-- Given problem --
Nothing but the line with "Might you point out the snow-covered" and the lines after it, through the end of the records below, is to be repeated, exactly as it is.

━━ Entries shown

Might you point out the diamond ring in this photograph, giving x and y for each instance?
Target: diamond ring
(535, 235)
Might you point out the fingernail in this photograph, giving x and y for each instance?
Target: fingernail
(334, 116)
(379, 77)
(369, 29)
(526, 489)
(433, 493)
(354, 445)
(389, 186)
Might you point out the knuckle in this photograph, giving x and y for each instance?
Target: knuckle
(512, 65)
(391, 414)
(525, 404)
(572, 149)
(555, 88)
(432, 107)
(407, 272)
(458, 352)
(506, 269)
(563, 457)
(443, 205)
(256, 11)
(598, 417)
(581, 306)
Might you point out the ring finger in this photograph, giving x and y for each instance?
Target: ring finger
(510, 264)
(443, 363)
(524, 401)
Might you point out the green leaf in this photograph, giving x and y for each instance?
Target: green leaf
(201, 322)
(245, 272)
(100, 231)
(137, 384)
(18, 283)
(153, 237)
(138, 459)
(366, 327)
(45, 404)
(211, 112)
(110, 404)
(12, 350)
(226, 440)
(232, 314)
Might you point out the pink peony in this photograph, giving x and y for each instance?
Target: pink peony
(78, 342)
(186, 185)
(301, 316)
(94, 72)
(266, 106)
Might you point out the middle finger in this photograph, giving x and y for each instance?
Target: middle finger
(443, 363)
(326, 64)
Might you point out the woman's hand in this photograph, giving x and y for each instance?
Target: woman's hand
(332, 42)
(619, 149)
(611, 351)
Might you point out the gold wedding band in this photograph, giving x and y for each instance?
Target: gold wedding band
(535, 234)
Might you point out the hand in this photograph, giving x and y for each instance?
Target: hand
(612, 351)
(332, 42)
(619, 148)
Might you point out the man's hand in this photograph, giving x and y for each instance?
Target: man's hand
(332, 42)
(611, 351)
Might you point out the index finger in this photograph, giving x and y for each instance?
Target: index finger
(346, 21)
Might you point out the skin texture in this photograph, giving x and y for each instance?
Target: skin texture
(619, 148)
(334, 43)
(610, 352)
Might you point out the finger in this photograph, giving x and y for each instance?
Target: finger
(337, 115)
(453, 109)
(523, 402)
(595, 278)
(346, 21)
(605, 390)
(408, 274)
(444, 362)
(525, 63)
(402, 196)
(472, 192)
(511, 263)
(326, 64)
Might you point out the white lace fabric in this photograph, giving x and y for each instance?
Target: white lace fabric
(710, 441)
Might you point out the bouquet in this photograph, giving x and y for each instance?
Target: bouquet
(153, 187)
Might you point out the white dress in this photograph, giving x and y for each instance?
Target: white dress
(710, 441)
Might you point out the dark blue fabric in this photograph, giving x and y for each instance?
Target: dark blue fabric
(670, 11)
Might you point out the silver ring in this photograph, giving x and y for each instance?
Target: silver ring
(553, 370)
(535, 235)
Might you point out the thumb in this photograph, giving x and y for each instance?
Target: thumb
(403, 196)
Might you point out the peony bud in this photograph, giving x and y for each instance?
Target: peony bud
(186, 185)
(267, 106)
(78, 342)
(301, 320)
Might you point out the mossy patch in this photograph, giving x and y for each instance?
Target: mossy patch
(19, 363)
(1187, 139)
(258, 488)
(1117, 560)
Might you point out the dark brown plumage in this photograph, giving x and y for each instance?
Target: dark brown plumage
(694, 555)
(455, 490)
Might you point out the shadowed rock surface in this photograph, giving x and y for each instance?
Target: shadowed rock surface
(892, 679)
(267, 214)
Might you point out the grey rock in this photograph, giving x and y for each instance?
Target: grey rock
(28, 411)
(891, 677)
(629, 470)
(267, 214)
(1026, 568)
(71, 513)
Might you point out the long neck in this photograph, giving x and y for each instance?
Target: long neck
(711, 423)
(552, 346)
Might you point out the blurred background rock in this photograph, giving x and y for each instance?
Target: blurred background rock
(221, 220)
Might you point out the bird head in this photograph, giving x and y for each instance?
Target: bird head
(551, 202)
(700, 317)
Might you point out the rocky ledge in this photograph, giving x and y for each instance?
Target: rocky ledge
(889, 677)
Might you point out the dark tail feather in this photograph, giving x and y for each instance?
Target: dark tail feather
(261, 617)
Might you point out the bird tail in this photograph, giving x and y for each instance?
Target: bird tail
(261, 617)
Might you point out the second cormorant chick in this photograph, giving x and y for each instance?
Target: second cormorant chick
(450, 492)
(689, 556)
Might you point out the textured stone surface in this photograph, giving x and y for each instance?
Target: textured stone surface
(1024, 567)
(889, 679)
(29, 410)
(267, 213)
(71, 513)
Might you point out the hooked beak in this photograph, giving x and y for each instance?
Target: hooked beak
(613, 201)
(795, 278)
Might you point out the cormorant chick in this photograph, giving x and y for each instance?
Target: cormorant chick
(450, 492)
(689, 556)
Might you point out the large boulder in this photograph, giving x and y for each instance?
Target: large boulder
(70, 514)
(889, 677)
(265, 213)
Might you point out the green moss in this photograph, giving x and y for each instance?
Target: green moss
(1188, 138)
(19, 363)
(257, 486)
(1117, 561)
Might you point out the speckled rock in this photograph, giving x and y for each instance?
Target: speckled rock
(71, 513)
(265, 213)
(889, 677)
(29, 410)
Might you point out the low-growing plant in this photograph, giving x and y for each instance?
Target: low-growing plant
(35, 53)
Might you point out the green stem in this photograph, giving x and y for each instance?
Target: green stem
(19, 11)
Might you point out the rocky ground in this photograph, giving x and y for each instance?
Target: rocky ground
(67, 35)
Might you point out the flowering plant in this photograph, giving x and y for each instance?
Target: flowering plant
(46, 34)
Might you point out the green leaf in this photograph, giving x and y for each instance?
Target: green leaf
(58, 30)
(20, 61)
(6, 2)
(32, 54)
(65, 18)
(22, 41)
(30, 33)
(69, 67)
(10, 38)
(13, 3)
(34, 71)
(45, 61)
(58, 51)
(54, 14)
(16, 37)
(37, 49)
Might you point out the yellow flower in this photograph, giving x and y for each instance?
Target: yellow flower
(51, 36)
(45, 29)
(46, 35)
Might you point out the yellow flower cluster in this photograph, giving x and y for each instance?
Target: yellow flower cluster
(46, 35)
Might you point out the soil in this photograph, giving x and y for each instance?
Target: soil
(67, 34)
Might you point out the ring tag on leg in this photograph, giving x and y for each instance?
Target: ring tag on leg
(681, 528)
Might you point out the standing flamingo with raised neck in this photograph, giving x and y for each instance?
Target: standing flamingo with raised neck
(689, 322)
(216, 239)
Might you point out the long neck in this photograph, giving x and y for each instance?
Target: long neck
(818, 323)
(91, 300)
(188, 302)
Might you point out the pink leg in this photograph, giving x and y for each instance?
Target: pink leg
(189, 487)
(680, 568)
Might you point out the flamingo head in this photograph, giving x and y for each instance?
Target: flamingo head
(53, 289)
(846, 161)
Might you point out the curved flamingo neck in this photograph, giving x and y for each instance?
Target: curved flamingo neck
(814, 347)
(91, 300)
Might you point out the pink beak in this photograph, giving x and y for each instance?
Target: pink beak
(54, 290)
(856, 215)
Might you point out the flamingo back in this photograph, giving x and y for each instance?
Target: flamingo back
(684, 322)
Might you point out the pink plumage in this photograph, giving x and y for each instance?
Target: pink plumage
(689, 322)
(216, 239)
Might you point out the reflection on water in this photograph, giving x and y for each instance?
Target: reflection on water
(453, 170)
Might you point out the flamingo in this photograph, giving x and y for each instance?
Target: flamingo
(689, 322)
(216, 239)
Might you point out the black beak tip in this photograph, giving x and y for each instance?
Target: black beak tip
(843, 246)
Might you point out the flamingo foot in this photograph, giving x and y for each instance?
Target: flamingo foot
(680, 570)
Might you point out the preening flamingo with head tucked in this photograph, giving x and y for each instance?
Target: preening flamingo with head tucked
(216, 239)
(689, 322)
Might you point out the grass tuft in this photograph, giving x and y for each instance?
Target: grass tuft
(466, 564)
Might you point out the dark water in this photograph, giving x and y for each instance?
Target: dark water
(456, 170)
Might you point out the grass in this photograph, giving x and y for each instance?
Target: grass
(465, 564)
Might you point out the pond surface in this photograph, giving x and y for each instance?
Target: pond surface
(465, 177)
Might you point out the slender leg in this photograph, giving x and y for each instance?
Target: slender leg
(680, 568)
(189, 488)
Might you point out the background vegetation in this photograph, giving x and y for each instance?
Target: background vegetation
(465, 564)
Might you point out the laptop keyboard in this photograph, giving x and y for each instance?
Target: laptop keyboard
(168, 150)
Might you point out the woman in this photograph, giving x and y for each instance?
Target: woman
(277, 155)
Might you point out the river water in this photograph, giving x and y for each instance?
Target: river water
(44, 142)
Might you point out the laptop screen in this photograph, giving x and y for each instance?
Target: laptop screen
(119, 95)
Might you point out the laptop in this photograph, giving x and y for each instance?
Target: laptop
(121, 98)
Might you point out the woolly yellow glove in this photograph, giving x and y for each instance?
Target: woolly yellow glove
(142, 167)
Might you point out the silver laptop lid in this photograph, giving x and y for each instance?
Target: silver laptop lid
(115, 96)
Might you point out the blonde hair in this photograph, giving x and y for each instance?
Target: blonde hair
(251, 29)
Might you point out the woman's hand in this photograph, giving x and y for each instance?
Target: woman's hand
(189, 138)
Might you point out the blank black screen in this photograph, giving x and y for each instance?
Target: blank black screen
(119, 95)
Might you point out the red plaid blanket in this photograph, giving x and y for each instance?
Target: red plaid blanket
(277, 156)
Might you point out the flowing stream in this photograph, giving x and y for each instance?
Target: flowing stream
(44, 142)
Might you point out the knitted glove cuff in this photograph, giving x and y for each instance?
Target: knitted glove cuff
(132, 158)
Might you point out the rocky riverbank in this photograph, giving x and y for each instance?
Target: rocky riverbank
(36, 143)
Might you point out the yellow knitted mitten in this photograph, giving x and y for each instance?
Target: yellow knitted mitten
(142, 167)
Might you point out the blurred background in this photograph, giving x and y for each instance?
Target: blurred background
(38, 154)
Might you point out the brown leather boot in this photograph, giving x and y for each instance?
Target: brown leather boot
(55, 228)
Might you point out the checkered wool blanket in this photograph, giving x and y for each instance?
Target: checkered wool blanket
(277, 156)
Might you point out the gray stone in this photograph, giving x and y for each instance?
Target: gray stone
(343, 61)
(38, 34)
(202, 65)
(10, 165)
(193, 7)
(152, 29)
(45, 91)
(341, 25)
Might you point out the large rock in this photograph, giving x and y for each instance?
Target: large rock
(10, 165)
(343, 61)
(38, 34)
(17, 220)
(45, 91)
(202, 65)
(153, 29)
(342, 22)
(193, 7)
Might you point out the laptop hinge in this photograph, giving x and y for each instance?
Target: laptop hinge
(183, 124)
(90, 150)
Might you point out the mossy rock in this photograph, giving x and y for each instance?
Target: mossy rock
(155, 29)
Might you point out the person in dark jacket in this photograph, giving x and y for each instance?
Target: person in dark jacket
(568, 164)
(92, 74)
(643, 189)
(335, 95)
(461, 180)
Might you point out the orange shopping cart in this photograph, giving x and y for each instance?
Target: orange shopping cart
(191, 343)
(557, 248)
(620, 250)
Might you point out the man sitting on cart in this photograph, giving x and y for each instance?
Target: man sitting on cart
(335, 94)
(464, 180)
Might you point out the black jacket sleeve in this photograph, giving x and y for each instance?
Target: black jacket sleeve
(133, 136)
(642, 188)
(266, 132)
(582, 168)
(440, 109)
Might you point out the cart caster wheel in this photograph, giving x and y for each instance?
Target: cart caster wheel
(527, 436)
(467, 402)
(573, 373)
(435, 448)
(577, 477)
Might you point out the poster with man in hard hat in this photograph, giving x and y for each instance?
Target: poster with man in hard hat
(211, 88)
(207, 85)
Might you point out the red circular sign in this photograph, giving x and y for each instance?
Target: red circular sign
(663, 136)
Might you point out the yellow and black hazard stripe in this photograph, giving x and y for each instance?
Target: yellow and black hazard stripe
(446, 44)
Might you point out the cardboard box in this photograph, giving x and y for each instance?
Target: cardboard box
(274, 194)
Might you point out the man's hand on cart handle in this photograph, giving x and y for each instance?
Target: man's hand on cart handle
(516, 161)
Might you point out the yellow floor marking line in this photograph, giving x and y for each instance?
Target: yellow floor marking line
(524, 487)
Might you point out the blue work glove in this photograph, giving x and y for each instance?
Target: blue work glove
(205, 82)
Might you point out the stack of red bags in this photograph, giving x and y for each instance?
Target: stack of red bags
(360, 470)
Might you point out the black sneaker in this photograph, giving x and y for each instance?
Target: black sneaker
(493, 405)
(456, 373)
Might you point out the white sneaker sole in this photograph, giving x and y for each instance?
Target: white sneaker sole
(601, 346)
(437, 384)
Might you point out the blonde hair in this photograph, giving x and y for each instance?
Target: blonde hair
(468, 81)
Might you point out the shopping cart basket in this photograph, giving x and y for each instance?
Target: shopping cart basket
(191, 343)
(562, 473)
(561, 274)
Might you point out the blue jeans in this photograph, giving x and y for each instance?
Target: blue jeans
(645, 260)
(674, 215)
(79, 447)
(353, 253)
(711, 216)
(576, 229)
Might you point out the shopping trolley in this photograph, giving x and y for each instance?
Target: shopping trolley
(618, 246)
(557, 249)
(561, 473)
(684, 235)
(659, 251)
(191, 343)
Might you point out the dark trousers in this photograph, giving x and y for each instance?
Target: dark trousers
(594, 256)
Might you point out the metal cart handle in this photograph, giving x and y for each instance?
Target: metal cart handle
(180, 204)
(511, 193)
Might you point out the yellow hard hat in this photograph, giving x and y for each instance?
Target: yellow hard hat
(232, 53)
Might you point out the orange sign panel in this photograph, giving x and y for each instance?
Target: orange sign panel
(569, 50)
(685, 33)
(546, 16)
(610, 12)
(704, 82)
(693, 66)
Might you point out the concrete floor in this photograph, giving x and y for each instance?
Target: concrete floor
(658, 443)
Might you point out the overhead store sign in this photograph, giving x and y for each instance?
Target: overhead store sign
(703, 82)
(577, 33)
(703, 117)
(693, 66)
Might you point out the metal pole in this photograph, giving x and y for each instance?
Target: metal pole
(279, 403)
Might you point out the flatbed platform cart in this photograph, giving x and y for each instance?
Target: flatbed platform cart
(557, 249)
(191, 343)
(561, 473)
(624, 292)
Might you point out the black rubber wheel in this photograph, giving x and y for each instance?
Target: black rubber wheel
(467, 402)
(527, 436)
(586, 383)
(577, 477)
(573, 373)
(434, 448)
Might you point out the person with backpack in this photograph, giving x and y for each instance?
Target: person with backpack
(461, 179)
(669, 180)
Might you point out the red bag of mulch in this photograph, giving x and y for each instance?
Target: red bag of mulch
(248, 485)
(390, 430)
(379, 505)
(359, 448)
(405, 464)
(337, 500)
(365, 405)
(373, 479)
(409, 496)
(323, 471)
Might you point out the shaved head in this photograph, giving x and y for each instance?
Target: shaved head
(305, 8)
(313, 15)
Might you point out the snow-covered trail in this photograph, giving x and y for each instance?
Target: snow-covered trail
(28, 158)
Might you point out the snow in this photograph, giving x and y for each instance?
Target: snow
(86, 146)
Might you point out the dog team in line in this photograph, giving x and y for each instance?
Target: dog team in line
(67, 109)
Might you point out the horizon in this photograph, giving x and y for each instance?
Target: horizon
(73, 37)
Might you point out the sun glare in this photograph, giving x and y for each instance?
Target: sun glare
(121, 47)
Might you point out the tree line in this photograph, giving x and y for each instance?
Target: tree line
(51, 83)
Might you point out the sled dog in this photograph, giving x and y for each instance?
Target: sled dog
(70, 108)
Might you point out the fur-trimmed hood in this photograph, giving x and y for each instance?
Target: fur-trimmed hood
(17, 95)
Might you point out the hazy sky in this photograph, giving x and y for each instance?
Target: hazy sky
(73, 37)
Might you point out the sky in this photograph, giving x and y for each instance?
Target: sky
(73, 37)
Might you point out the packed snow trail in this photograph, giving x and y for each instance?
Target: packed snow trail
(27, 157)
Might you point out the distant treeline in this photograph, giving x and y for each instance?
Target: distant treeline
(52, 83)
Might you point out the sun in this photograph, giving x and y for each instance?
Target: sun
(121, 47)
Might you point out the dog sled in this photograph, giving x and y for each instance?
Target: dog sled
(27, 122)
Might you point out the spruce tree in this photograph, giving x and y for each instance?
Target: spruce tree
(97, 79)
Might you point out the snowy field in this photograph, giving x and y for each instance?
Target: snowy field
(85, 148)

━━━━

-- Response for this exercise --
Might you point out the snow-covered trail in this photograph, giving x and y for each instance?
Target: snow-covered trail
(28, 158)
Might you point out the snow in this photograph, giving x and y for each instance?
Target: snow
(86, 146)
Might you point out the dog team in line in this photograph, giving x and y for each instance?
Target: dog team in line
(67, 109)
Might you point out the horizon in this photograph, giving x and y for each instance?
Target: horizon
(73, 37)
Might you point out the sun glare in this photograph, giving x and y for each instance?
Target: sun glare
(121, 47)
Might you point out the tree line in this photograph, giving x and y for each instance?
Target: tree line
(51, 83)
Might you point out the sled dog in this photograph, giving x and y for each instance?
Target: sled dog
(70, 108)
Might you point out the fur-trimmed hood in this photograph, giving x and y for each instance?
Target: fur-trimmed hood
(17, 95)
Might you point out the hazy sky in this photograph, giving x and y for each instance?
Target: hazy sky
(73, 37)
Might you point out the sky in this photograph, giving x and y for each instance?
Target: sky
(73, 37)
Might you point out the packed snow trail in this photograph, giving x and y for each instance?
Target: packed snow trail
(27, 157)
Might you point out the distant treeline in this photograph, giving x and y for each instance?
Target: distant treeline
(52, 83)
Might you point out the sun in this photograph, giving x and y for each instance?
Target: sun
(121, 47)
Might you point out the dog sled in this photograph, giving x and y for each instance?
Target: dog sled
(27, 122)
Might you point out the spruce tree in this photograph, giving x and y for each instance?
Target: spruce tree
(97, 79)
Might you point out the snowy field in this photograph, giving x and y for each instance?
Target: snowy field
(85, 148)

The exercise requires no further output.